## What you are asked to do
Below this line is a set of entries; quote exactly the lines from the line that contains "instance: [(458, 309)]" to the line that contains "instance: [(480, 237)]", both lines included.

** Opening Input material block **

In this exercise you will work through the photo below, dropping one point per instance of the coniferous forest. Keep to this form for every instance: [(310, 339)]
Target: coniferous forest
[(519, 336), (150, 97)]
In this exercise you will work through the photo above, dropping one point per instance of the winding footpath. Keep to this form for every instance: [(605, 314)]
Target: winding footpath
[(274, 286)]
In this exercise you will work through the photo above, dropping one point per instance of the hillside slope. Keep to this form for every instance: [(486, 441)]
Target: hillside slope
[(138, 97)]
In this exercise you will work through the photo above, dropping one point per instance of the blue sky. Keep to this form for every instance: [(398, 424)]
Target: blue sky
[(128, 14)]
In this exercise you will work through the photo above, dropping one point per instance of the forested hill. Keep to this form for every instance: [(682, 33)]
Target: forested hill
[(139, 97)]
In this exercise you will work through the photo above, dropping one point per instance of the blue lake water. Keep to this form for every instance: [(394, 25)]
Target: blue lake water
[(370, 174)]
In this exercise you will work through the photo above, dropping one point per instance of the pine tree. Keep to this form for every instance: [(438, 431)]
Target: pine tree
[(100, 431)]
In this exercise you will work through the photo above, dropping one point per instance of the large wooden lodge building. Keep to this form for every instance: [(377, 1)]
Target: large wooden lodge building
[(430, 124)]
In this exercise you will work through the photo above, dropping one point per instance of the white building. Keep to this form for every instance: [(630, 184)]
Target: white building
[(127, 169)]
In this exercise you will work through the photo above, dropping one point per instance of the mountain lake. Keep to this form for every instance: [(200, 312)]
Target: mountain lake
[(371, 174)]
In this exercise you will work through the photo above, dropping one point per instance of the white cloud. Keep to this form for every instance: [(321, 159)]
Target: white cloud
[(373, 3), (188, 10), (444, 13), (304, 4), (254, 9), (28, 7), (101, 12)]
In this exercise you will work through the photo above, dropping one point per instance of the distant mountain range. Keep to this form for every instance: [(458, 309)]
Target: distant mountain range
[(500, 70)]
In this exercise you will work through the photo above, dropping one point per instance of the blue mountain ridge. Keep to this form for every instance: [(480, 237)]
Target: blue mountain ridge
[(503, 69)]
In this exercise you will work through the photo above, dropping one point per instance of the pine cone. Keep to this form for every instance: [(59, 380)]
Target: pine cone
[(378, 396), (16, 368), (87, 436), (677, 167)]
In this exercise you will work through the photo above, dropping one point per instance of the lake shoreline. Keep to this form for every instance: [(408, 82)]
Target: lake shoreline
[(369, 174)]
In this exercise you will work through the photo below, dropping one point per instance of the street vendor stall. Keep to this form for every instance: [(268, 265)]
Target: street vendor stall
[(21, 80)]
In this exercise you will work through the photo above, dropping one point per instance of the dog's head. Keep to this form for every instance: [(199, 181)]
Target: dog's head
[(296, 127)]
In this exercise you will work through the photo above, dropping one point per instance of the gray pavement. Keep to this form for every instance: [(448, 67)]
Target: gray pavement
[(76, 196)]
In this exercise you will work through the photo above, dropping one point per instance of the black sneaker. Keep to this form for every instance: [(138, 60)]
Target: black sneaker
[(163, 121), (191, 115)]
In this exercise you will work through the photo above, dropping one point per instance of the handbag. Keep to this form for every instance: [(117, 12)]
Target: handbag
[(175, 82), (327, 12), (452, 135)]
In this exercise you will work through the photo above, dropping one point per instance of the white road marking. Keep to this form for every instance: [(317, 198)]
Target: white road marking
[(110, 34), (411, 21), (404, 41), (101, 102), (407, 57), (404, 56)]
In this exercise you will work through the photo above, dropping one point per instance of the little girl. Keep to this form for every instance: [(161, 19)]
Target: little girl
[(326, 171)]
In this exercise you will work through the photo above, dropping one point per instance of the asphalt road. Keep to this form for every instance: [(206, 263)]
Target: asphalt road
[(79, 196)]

** Closing Input material block **

## Response for this exercise
In this exercise you will work through the photo above, dropping one point per instance of the distant mountain range. Keep to this form for every instance: [(458, 309)]
Target: distant mountain range
[(500, 70)]
In this exercise you will work through the photo above, dropping one point per instance of the blue mountain ridge. Keep to this form for every instance: [(480, 237)]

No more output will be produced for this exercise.